## The request
Lay out every line of the entries below as a Markdown table with two columns, Row for the row number and Line for the text, and skip any blank lines. Leave the pictures out of the table.

--- Begin Given information ---

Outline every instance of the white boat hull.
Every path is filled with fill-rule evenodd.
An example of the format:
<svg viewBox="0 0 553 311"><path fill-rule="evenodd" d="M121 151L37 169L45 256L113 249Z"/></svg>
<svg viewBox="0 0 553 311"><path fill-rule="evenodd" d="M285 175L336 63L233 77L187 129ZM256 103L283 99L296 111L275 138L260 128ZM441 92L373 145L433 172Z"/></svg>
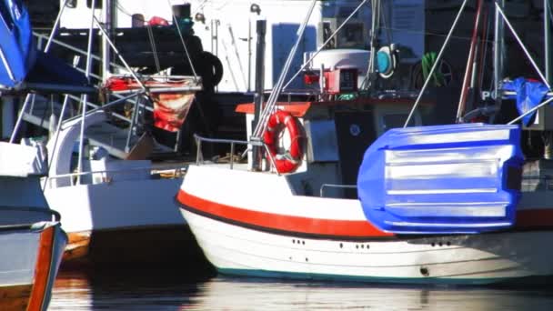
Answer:
<svg viewBox="0 0 553 311"><path fill-rule="evenodd" d="M192 255L198 253L197 246L175 206L181 182L138 179L47 188L48 204L62 215L69 236L64 266L172 263L183 256L198 257ZM175 247L183 244L189 249Z"/></svg>
<svg viewBox="0 0 553 311"><path fill-rule="evenodd" d="M489 284L553 276L553 231L347 241L262 232L183 209L222 273L302 279Z"/></svg>
<svg viewBox="0 0 553 311"><path fill-rule="evenodd" d="M59 223L0 232L0 309L46 310L67 236Z"/></svg>
<svg viewBox="0 0 553 311"><path fill-rule="evenodd" d="M397 236L370 224L358 200L297 196L288 181L221 166L189 167L176 200L220 272L446 284L553 276L553 250L543 246L553 238L551 209L521 208L520 226L509 232Z"/></svg>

--- End Given information ---

## Task result
| Row | Line |
|---|---|
| 1 | Outline every instance of the white boat hull. |
| 2 | Every path is filled with fill-rule evenodd. |
| 3 | An example of the format: |
| 4 | <svg viewBox="0 0 553 311"><path fill-rule="evenodd" d="M121 151L37 169L45 256L113 249Z"/></svg> |
| 5 | <svg viewBox="0 0 553 311"><path fill-rule="evenodd" d="M285 175L336 63L233 77L187 129ZM256 103L283 99L296 111L275 138L260 128ZM441 92L373 145L433 172Z"/></svg> |
| 6 | Answer: |
| 7 | <svg viewBox="0 0 553 311"><path fill-rule="evenodd" d="M192 255L198 253L197 246L175 206L181 182L138 179L47 188L48 204L62 215L69 236L64 266L172 263L183 256L198 257ZM175 247L183 244L189 249Z"/></svg> |
| 8 | <svg viewBox="0 0 553 311"><path fill-rule="evenodd" d="M489 284L553 276L553 231L347 241L262 232L183 209L222 273L302 279Z"/></svg> |
| 9 | <svg viewBox="0 0 553 311"><path fill-rule="evenodd" d="M59 223L0 232L0 309L46 310L67 236Z"/></svg> |
| 10 | <svg viewBox="0 0 553 311"><path fill-rule="evenodd" d="M397 236L370 224L358 200L297 196L288 181L221 166L189 167L176 200L220 272L446 284L553 276L553 250L543 246L553 238L551 209L521 208L520 226L509 232Z"/></svg> |